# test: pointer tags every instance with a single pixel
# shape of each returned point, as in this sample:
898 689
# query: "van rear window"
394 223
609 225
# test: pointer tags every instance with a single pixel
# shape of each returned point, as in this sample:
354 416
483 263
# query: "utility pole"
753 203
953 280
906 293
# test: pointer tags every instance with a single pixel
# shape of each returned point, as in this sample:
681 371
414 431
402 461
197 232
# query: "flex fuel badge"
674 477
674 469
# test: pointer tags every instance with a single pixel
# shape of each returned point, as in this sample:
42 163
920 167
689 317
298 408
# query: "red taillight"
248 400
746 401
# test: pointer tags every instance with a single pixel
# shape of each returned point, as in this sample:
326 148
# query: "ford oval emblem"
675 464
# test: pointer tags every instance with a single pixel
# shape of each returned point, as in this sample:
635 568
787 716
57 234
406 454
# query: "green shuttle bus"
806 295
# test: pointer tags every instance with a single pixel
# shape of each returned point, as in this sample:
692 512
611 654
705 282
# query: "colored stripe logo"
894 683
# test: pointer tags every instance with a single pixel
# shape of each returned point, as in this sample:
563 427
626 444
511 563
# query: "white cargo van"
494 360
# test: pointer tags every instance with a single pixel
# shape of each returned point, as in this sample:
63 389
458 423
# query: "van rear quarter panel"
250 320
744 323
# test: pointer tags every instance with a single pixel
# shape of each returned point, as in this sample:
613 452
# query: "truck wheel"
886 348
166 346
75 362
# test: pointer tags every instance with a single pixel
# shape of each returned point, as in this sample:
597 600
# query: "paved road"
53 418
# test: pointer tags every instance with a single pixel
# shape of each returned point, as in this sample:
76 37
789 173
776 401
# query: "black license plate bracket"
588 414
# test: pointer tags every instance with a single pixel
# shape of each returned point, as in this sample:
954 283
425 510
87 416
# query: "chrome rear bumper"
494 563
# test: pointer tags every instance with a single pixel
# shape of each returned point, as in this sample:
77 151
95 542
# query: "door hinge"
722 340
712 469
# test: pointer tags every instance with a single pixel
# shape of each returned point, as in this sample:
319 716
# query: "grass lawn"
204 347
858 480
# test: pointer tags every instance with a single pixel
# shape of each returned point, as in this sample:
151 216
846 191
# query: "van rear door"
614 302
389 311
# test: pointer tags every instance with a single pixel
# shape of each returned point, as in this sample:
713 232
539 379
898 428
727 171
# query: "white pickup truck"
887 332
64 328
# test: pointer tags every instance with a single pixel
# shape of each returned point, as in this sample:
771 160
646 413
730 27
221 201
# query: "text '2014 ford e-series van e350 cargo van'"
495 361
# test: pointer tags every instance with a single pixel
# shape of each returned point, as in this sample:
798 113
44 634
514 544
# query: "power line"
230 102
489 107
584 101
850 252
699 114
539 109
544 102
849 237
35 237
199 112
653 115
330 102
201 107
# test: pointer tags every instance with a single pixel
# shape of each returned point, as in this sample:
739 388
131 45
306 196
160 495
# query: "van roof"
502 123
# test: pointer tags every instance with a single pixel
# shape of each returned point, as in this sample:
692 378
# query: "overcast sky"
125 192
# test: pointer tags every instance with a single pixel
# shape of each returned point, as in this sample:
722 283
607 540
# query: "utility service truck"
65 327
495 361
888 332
---
(TASK DESCRIPTION): Copy the material above, line for line.

(IN RESPONSE):
# test: pointer tags every instance with a single pixel
# shape of each returned point, as in this sample:
898 689
# query: "van rear window"
394 223
609 225
# test: pointer tags every instance with a single pixel
# shape of each returned point, as in this sample:
354 416
483 263
# query: "utility pole"
753 203
953 280
906 293
# test: pointer tags every instance with a single pixel
# shape of each returned point, as in this sample:
681 371
414 431
402 461
197 232
# query: "flex fuel badge"
674 477
674 469
# test: pointer tags every instance with a single pixel
# shape of each returned point, as in this sample:
42 163
920 167
689 317
298 408
# query: "red taillight"
248 400
746 401
# test: pointer tags every instance with a single pixel
# shape of each returned point, as in this sample:
326 148
# query: "ford oval emblem"
675 464
# test: pointer tags every instance with a single pixel
# shape of each returned point, as in this sample:
635 568
787 716
57 234
406 454
# query: "green shuttle bus"
806 295
# test: pointer tags every instance with a single pixel
# shape of each returned point, as in this sample:
692 512
611 654
705 282
# query: "colored stripe logo"
894 683
# test: pointer tags every instance with a single pixel
# shape of each returned point, as in this sample:
563 427
626 444
511 563
# query: "white cargo van"
494 360
# test: pointer tags every instance with a single pixel
# shape of each returned point, as in this sample:
63 389
458 423
# query: "van rear quarter panel"
250 320
744 323
# test: pointer tags every instance with a single pixel
# shape of each returned point, as in this sample:
613 452
# query: "truck wheel"
886 348
166 346
75 362
# test: pointer tags every instance with a single pixel
# shape of each returned point, as in this sample:
597 600
# query: "paved road"
53 418
# test: pointer tags every instance with a single pixel
# shape of each returned point, as in this sample:
76 37
789 173
776 401
# query: "black license plate bracket"
588 414
# test: pointer tags every instance with a single pixel
# shape of each returned point, as in this sample:
954 283
425 510
87 416
# query: "chrome rear bumper"
494 563
# test: pointer tags every instance with a single pixel
# shape of each returned point, as in this sample:
77 151
95 542
# query: "door hinge"
722 340
712 469
# test: pointer tags every instance with a single pixel
# shape of each returned point, as in this sample:
319 716
# query: "grass lawn"
204 347
858 480
# test: pointer tags every instance with a single pixel
# shape of each returned point, as in this sample:
151 216
846 191
# query: "van rear door"
614 302
389 311
# test: pointer tags every instance with a single pixel
# shape of each returned point, as in this sample:
713 232
539 379
898 428
727 171
# query: "white pickup truck"
887 332
64 328
# test: pointer tags every instance with a single pixel
# shape of each returned point, as in this sample:
771 160
646 413
730 27
221 201
# query: "text '2014 ford e-series van e350 cargo van'"
495 361
# test: pointer tags every instance with a single pixel
# shape of each returned point, as in this sample:
798 113
44 634
514 544
# query: "power line"
230 102
489 107
584 101
850 252
699 114
539 109
544 102
849 237
35 237
199 112
653 115
330 102
201 107
# test: pointer tags every instance with a single pixel
# shape of each returned point, as in this sample:
739 388
131 45
306 196
160 495
# query: "van roof"
502 123
# test: pointer tags every instance with a single pixel
# shape of each returned point, as in this sample:
692 378
# query: "overcast sky"
125 192
# test: pointer tags every instance with a single pixel
# shape of each returned point, as in this sample:
722 283
607 540
# query: "utility service truck"
65 327
495 361
888 332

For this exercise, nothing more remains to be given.